Given text =
start
To answer your question, I asked one of our most knowledgeable
martagon growers and here is his response. I hope you
will find it useful. Good Luck!
-Lil
Dear John:
Your thought process is on the right track. You clearly
know how to germinate seed, so we'll just talk about
the cold-periods.
I grow my martagon seedlings in "market baskets", plastic boxes with drain-holes that hold a dozen small pots for small plant displays at nurseries. I give my small seedlings several cold periods in the house before transferring them to the garden. Here's a step-by-step.
1) With sharp scissors I cut the small plants down at
soil-level.
2) I just slide the entire basket in a medium plastic
garbage bag, fold the ends under to retain some moisture
in the bag, and place the entire package in an extra
refrigerator which I bought just for that purpose. (Caution:
You want a LITTLE moisture, not a dripping-wet package
that would promote fungus growth!)
3) After 3 months, I take the package out, remove the
plasic bag, place the basket under lights and water.
Presto! New growth cycle has started!
You didn't say where you live, but a cold (not freezing!)
garage or storage shed could work as well. I've hesitated
to use "below freezing" storage, although a "forgotten" bag of seedling-bulblets did survive exactly such a scenario a couple of years ago!
Good luck!
Dear Lil E. Um,
I have some Asiatic lilies that have survived beautifully
in the front of my house for 3-4 years. Unfortunately,
the browning foliage by late summer looks horrible.
end
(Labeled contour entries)
start
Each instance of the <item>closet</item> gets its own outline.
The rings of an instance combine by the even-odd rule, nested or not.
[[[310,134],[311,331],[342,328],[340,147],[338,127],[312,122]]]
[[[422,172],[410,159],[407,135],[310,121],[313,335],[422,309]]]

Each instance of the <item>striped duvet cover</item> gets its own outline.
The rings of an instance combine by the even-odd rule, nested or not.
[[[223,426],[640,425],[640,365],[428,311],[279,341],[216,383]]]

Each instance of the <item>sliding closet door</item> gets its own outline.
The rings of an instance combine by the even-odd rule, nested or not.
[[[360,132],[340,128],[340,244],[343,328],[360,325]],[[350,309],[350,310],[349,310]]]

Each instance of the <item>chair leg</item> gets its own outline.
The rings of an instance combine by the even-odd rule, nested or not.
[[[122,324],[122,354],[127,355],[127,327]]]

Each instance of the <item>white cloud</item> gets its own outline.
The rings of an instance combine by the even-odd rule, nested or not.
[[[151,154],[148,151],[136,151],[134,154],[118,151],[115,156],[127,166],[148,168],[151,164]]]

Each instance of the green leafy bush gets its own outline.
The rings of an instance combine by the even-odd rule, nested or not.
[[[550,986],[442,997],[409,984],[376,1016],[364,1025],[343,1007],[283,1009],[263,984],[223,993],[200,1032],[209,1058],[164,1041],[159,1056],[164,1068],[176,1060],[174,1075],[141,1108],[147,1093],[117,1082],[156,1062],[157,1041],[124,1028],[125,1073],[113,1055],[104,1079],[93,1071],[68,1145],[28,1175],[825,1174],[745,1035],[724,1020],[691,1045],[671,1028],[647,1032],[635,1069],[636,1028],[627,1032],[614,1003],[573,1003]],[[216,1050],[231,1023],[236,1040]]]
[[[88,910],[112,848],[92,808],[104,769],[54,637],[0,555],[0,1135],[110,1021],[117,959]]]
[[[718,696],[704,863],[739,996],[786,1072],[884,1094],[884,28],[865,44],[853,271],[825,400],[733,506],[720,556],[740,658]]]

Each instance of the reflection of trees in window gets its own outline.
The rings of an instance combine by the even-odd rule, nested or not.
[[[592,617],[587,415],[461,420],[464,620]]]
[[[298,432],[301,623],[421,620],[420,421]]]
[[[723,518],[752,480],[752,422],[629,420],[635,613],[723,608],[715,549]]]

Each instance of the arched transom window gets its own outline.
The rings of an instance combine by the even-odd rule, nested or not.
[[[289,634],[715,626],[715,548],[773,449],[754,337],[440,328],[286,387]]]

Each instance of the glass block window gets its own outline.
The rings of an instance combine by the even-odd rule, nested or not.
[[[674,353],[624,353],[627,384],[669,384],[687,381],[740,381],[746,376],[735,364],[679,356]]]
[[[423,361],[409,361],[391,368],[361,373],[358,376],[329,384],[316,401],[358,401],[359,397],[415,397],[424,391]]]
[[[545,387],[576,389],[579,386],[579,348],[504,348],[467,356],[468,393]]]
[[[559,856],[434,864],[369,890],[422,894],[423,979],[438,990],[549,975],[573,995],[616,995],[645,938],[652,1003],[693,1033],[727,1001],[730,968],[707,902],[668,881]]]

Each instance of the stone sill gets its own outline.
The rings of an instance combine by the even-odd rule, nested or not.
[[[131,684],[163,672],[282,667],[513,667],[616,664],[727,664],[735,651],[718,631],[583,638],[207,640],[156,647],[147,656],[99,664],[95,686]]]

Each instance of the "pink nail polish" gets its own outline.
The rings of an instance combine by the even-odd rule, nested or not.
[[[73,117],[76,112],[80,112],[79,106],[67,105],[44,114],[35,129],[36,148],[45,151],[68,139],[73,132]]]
end
What is asked =
a – In the martagon advice text, how long does the package stay in the refrigerator before the grower takes it out?
b – Duplicate the portion of the martagon advice text that begins at the words "garage or storage" and stops after "of years ago!".

Solutions to the exercise =
a – After 3 months.

b –
garage or storage shed could work as well. I've hesitated
to use "below freezing" storage, although a "forgotten" bag of seedling-bulblets did survive exactly such a scenario a couple of years ago!